_WHAT IS EXPECTED:_
Report each line of the records below that contains the word "dark", copying every such line in full.

_SUPPLIED RECORDS:_
------------------------------------

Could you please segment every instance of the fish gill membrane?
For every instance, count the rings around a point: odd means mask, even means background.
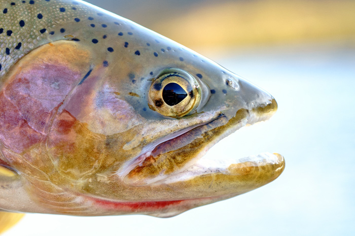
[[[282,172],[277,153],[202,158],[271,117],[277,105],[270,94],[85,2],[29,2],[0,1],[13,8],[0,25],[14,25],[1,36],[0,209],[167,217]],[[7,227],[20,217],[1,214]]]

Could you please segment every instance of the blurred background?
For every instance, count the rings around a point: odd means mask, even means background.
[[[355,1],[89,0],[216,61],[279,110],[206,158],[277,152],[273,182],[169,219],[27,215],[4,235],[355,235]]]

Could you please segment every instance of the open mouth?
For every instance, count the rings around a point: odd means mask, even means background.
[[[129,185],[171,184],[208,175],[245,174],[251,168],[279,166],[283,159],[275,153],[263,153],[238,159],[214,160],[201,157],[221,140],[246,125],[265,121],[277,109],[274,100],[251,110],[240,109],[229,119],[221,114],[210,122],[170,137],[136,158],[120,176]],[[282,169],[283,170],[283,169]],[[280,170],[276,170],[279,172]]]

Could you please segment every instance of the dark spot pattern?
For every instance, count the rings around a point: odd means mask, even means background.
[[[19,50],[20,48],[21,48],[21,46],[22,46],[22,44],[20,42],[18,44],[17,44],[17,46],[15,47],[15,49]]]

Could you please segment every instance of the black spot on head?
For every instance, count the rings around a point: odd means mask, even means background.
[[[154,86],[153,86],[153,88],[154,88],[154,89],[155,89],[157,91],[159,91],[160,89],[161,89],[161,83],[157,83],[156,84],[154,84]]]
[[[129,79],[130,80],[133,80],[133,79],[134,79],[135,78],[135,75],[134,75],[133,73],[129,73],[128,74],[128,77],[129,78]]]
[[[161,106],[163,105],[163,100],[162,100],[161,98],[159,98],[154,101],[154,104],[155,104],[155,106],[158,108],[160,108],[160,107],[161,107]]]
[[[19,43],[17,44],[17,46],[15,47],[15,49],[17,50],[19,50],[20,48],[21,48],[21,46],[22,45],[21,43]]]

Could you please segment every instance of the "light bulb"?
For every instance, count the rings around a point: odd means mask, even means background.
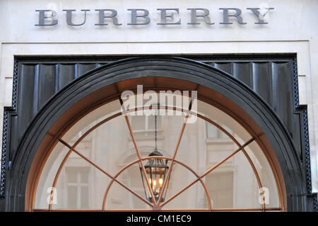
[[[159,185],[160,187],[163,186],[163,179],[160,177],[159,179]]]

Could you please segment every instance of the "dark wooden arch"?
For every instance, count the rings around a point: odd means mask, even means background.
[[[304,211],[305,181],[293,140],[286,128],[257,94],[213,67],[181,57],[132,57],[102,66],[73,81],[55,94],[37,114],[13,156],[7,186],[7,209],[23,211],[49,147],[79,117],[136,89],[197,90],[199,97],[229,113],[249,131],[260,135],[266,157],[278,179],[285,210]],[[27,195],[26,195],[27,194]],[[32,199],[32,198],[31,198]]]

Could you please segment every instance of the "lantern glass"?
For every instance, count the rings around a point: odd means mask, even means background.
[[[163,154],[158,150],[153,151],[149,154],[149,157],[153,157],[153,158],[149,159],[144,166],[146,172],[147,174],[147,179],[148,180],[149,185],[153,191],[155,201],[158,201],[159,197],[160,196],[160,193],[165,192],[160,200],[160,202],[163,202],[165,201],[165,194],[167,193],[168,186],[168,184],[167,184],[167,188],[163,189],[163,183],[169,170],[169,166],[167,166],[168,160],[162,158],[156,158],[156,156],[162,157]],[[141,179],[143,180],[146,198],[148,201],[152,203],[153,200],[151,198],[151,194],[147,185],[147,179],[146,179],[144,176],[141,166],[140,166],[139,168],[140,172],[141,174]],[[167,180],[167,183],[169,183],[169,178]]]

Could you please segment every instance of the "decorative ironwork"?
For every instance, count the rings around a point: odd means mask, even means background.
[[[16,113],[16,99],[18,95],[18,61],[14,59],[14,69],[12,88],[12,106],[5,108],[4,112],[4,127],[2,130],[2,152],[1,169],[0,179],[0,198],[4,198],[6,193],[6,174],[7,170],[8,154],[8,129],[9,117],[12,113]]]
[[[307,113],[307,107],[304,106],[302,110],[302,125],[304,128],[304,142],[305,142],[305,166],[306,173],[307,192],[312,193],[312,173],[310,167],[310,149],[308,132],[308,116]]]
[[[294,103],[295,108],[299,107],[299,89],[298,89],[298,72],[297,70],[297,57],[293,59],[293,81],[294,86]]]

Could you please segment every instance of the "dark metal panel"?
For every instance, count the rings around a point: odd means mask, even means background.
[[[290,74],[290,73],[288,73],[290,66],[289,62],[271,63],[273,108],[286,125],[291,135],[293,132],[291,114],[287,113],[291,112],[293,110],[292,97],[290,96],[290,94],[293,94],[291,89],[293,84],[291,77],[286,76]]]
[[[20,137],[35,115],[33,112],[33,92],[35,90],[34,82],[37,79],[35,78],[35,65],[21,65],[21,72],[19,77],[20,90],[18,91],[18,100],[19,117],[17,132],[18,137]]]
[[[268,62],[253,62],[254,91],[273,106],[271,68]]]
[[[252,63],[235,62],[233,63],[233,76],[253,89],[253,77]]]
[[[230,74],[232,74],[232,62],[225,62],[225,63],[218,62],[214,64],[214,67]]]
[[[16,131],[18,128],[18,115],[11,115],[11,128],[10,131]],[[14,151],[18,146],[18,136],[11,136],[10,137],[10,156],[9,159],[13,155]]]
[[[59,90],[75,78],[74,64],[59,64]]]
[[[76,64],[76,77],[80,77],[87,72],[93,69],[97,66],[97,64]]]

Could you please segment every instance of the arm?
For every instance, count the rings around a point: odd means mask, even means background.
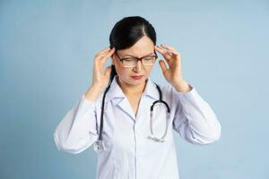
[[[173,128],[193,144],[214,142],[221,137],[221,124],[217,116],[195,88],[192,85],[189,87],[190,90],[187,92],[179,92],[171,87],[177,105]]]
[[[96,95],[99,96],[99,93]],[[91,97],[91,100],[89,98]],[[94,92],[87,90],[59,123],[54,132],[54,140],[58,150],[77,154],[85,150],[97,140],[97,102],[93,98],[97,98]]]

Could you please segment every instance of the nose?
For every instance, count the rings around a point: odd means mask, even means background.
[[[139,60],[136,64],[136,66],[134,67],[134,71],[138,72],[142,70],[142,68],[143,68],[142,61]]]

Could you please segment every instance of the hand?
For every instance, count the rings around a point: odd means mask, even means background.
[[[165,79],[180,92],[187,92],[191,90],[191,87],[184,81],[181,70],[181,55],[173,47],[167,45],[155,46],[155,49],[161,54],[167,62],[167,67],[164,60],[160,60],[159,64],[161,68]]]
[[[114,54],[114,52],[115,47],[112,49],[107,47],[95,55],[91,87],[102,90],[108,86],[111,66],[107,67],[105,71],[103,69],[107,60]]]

------------------------------------

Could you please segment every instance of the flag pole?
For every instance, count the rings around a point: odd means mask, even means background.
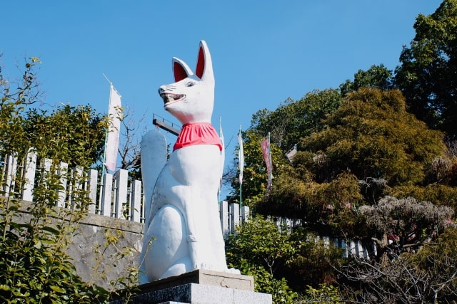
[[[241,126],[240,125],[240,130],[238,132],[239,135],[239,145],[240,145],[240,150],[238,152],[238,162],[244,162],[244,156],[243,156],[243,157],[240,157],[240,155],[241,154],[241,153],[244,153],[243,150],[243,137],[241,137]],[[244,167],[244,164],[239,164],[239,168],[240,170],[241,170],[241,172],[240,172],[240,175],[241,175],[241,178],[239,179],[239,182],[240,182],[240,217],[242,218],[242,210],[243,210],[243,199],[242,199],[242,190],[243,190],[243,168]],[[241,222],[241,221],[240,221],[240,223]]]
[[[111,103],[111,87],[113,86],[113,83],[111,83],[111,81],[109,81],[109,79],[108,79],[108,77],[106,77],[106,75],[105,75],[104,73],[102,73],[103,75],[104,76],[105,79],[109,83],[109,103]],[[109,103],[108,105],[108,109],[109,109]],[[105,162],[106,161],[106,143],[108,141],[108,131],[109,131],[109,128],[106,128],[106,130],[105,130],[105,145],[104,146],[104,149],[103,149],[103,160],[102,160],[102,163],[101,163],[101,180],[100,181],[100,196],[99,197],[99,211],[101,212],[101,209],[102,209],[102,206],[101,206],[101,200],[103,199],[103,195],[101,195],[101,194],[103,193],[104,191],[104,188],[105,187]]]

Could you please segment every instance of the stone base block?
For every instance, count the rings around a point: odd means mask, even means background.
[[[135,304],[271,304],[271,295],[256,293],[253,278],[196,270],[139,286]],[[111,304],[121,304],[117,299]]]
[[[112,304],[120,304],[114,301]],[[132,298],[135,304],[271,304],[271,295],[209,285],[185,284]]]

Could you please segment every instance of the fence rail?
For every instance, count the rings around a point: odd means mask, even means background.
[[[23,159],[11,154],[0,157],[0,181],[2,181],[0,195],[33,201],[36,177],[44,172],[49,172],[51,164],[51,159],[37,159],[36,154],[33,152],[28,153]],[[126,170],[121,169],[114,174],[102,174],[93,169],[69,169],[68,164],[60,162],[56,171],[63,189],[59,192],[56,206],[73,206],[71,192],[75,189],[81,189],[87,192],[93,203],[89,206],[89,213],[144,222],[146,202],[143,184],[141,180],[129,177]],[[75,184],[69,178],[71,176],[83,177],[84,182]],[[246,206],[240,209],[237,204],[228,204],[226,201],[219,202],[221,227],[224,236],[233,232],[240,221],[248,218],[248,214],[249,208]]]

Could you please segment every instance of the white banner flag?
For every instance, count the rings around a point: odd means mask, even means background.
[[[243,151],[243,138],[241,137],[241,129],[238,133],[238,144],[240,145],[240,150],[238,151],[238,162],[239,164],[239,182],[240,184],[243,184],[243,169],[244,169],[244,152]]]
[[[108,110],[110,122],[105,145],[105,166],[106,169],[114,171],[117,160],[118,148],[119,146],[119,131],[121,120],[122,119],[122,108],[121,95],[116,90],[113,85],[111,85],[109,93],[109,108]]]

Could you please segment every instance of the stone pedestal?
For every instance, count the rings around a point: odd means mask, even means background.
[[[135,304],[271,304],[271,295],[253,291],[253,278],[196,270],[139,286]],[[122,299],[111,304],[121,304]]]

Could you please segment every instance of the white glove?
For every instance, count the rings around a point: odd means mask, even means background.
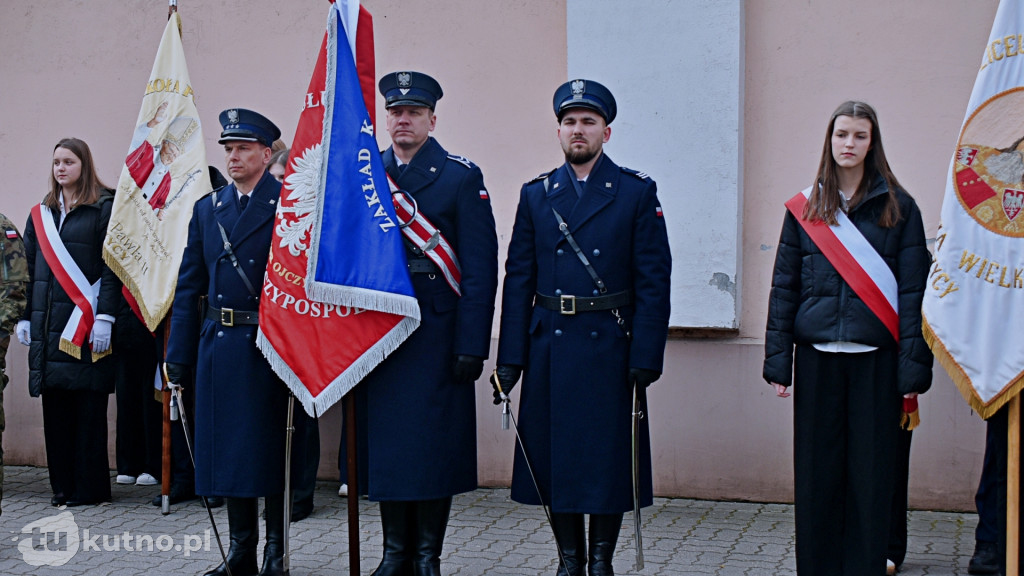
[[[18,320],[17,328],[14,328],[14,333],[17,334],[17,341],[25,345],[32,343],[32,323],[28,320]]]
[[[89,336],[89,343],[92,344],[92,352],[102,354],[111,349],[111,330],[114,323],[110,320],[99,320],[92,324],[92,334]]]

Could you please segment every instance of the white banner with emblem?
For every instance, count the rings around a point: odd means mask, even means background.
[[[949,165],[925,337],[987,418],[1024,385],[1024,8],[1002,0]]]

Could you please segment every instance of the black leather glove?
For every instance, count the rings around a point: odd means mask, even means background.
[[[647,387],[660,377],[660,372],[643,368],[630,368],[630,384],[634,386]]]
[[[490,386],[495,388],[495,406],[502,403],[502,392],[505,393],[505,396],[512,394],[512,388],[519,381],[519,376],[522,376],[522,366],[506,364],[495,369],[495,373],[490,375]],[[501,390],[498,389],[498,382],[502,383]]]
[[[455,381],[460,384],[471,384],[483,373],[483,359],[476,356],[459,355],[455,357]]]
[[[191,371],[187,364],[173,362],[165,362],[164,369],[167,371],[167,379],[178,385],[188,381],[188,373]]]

------------------------------------

_CORRECT RESPONSE:_
Could you please segment every instance of the dark spot pattern?
Could you please segment every instance of the "dark wooden arch"?
Could you please segment every instance of the "dark metal panel"?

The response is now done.